**LISTED ENTRIES:**
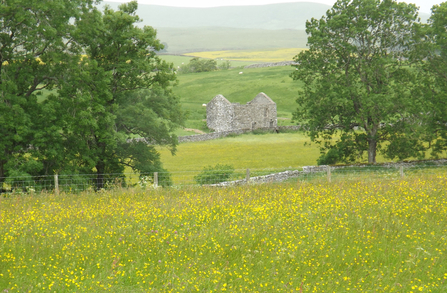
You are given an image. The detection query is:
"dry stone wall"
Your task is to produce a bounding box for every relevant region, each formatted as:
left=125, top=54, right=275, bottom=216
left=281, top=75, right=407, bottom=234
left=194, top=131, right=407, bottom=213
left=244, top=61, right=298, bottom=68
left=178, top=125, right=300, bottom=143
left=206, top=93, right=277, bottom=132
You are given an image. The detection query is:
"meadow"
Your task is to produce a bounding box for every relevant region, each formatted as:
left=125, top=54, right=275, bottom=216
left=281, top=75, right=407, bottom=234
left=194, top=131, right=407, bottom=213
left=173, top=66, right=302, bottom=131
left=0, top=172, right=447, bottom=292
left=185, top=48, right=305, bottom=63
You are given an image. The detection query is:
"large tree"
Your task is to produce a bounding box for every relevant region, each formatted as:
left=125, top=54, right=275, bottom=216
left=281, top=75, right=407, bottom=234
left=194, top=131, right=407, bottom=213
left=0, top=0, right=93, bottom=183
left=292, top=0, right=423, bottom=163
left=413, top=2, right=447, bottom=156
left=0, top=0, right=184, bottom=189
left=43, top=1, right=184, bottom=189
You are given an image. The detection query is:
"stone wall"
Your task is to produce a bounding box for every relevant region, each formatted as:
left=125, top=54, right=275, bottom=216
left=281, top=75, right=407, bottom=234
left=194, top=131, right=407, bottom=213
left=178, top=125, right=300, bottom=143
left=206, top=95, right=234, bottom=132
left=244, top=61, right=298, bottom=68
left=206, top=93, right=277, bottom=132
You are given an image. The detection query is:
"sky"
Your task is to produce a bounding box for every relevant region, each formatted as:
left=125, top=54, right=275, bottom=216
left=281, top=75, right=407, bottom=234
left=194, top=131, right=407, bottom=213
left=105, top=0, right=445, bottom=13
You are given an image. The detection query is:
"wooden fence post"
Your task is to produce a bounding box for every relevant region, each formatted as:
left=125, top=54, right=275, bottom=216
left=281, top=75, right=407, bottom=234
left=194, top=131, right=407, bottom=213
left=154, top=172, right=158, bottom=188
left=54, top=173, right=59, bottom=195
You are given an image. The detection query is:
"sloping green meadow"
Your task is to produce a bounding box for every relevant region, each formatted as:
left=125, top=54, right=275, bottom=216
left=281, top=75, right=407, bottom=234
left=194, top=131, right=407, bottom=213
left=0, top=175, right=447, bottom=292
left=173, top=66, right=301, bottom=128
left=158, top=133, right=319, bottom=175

**WRITTEN PROBLEM:** Write out every line of the records above word for word, leaving out the pictures.

**FINAL RESULT:**
You are given an image. The detection query is:
"dry stone wall"
Your task is to produce a bounding box for every relevant region, each formatted as:
left=125, top=54, right=275, bottom=216
left=281, top=75, right=407, bottom=234
left=194, top=131, right=407, bottom=213
left=244, top=61, right=298, bottom=68
left=178, top=125, right=300, bottom=143
left=206, top=93, right=277, bottom=132
You are given an image. The detection query is:
"meadow"
Your task is to produce a bounding box for every relevant region, each formatted as:
left=125, top=54, right=275, bottom=216
left=281, top=75, right=407, bottom=234
left=194, top=131, right=407, bottom=213
left=173, top=66, right=302, bottom=131
left=0, top=172, right=447, bottom=292
left=185, top=48, right=305, bottom=63
You are given an image. The detection query is:
"large tree"
Your task is to produce a bounding box for every relevant region, each formatted as:
left=125, top=54, right=275, bottom=216
left=281, top=75, right=407, bottom=234
left=194, top=131, right=407, bottom=213
left=0, top=0, right=93, bottom=183
left=292, top=0, right=423, bottom=163
left=413, top=2, right=447, bottom=156
left=0, top=0, right=184, bottom=189
left=43, top=1, right=184, bottom=189
You are given an image. The detection query is:
"stone wall"
Your task is to produce a bounding box for every relevant region, each formatted as:
left=125, top=54, right=275, bottom=216
left=281, top=75, right=407, bottom=234
left=194, top=131, right=407, bottom=213
left=178, top=125, right=300, bottom=143
left=206, top=95, right=234, bottom=132
left=244, top=61, right=298, bottom=68
left=206, top=93, right=277, bottom=132
You are given an image. The detection query is:
"sky"
Your task is to produce a bounding box for every relevant region, each formatted as:
left=125, top=54, right=275, bottom=216
left=281, top=75, right=407, bottom=234
left=194, top=131, right=407, bottom=213
left=105, top=0, right=445, bottom=13
You are given an image. The detection query is:
"wooden fence post"
Your task is to produce a bounding box for every relevant region, each formatted as:
left=125, top=54, right=275, bottom=216
left=281, top=75, right=407, bottom=234
left=194, top=131, right=407, bottom=213
left=154, top=172, right=158, bottom=188
left=54, top=173, right=59, bottom=195
You are given an image. The detection query is:
"sloping green meadow"
Your task is to produce a bounding box for every relevant region, each formatted as:
left=125, top=54, right=275, bottom=216
left=281, top=75, right=407, bottom=234
left=194, top=131, right=407, bottom=213
left=0, top=175, right=447, bottom=292
left=173, top=66, right=301, bottom=128
left=158, top=133, right=319, bottom=175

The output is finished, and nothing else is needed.